> Estratto del documento:
____

Elena Bonetti: "Il potere femminile giova all'Italia"

foto di Redazione Redazione — 25 Maggio 2020
The Italian minister for the family Elena Bonetti, duringThe Italian minister for the family Elena Bonetti, during
Gli studi internazionali confermano che nel nostro Paese aumenta il divario di genere. La ministra per le Pari opportunità, Elena Bonetti, spiega a Grazia come costruire una società migliore partendo dalla famiglia, dai libri di scuola e arrivando al mondo del lavoro

di MONICA BOGLIARDI

Nella classifica sulla parità tra uomini e donne, l’Italia è 76ª su 153 Paesi. Lo dice il Rapporto 2020 del Forum Economico mondiale. Niente di cui essere fieri. Eppure nell’emergenza Covid-19, le donne hanno dato di più. Fuori casa, dove sono il 70 per cento del personale sanitario. E in casa, facendo lo smart working e le maestre dei figli. Poiché le azioni non bastano per ridurre il divario con i maschi, serve un intervento culturale sulla nostra società. Grazia ne ha parlato con la ministra per le Pari opportunità e la Famiglia, Elena Bonetti. Sposata, due figli di 10 e 14 anni, ha una passione per la risoluzione dei problemi: è docente universitaria di Analisi matematica.

____

> Dati registrati:
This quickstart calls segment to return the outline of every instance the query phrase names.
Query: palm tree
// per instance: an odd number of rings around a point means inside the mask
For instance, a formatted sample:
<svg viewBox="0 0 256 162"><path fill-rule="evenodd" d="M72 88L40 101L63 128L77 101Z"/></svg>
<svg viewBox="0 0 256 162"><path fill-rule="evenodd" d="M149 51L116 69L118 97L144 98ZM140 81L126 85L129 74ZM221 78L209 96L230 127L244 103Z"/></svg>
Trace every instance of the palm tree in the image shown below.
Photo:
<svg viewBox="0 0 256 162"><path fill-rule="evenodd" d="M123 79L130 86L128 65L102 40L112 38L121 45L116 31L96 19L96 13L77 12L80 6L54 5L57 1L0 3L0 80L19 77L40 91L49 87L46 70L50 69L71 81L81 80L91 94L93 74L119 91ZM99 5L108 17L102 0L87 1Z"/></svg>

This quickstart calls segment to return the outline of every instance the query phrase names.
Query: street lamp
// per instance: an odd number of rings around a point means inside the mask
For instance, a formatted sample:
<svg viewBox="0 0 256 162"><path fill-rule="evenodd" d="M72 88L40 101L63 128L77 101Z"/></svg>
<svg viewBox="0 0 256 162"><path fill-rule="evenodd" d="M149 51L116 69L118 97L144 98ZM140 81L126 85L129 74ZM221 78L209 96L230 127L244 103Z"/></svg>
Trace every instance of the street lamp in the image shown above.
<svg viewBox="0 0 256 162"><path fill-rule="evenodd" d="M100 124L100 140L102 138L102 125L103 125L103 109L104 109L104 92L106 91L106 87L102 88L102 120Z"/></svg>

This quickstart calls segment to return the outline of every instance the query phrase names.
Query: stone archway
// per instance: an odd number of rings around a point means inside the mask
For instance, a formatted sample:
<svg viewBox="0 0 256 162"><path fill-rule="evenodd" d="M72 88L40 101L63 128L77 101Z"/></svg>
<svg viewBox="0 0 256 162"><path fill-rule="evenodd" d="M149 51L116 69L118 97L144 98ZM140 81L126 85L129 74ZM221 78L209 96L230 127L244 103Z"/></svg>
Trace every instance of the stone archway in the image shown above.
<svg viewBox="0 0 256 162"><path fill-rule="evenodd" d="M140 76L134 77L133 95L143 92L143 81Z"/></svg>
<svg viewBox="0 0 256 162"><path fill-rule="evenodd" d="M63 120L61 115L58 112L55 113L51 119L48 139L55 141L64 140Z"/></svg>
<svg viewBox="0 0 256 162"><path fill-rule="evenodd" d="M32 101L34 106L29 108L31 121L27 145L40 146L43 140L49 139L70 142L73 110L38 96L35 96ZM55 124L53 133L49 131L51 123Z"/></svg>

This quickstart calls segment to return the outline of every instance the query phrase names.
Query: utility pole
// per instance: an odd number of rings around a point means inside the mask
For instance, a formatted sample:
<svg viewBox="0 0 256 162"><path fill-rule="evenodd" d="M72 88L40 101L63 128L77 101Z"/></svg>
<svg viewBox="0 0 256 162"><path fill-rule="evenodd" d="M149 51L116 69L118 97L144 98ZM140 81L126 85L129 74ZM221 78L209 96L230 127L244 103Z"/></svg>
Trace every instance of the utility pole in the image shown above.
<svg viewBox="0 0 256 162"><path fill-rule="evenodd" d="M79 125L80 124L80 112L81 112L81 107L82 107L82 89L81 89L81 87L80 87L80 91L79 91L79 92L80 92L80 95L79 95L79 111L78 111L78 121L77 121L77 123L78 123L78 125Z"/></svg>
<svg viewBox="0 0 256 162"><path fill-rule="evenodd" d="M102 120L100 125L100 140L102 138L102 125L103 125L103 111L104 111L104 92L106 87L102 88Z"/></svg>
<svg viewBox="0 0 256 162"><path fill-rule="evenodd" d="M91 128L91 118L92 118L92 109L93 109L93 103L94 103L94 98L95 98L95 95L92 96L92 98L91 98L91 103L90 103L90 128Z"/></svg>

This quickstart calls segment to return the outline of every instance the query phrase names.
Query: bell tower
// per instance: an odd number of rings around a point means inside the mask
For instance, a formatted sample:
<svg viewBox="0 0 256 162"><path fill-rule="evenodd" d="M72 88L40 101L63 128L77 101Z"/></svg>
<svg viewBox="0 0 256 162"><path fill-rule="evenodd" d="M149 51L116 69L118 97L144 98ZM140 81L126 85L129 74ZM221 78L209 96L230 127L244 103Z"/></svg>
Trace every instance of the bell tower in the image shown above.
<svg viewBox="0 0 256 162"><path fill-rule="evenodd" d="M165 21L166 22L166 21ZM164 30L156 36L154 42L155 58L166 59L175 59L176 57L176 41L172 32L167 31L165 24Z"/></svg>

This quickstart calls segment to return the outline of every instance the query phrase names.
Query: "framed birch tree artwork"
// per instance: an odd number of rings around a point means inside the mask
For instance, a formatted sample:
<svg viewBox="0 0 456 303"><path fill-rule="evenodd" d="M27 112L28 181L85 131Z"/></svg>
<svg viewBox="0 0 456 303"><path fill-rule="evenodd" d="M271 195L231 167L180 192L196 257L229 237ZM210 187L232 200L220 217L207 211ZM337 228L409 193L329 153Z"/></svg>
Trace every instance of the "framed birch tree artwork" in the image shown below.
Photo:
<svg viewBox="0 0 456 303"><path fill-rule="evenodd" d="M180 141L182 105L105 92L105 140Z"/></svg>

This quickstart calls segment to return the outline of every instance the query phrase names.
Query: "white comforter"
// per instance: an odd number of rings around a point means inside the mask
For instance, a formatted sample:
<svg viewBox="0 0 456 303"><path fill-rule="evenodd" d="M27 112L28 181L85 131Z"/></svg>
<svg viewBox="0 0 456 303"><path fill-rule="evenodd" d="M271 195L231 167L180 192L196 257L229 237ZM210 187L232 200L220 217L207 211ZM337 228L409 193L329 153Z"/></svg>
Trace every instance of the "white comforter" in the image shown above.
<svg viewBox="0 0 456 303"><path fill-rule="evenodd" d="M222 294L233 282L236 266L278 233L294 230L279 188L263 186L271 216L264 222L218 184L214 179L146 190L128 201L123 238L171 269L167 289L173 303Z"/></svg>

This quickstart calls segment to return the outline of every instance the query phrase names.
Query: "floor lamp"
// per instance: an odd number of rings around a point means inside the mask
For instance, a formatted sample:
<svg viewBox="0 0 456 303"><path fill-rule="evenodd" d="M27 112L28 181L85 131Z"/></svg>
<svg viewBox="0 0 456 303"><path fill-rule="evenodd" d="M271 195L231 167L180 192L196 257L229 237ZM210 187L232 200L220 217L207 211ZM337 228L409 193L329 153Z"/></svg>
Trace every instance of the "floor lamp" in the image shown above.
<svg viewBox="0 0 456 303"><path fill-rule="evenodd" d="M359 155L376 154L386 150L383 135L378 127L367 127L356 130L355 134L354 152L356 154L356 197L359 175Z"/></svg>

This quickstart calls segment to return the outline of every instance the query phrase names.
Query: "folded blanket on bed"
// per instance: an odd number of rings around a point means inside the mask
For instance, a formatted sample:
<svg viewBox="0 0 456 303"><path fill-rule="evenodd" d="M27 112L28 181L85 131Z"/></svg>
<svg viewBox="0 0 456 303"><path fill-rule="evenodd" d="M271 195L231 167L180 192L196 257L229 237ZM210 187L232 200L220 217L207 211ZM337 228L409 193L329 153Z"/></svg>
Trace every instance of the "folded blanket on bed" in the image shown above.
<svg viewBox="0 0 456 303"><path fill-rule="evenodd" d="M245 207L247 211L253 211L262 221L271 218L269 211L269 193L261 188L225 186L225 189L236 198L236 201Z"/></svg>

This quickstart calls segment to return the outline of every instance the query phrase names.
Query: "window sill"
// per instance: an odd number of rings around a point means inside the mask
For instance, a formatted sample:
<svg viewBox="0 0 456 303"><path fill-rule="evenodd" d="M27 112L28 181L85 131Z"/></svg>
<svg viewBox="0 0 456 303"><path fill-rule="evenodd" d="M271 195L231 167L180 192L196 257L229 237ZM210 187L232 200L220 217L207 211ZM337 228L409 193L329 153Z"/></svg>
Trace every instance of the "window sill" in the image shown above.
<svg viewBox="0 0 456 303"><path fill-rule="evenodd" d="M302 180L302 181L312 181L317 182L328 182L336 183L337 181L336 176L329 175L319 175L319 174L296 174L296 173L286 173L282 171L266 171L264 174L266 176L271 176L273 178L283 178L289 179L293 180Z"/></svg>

____

> Consegna 1:
Indica se le affermazioni (a), (b) e (c) concordano con l'estratto. Per ciascuna rispondi sì o no e cita alla lettera le parole dell'estratto che lo stabiliscono.
(a) Nella classifica sulla parità tra uomini e donne l'Italia occupa il 76° posto su 153 Paesi.
(b) Le donne costituiscono la metà del personale sanitario.
(c) Elena Bonetti insegna Analisi matematica all'università.
> Consegna 2: Riassumi l'estratto in due frasi.
I dati dell'elenco provengono da una fonte diversa.

> Risposta 1:
(a) Sì: "Nella classifica sulla parità tra uomini e donne, l’Italia è 76ª su 153 Paesi."
(b) No: "dove sono il 70 per cento del personale sanitario"
(c) Sì: "è docente universitaria di Analisi matematica"

> Risposta 2: Secondo il Rapporto 2020 del Forum Economico mondiale, l'Italia è 76ª su 153 Paesi per parità tra uomini e donne, eppure nell'emergenza Covid-19 le donne hanno dato di più, sia fuori casa sia in casa. Poiché le azioni non bastano a ridurre il divario con i maschi, serve un intervento culturale, e di questo Grazia ha parlato con la ministra per le Pari opportunità e la Famiglia, Elena Bonetti.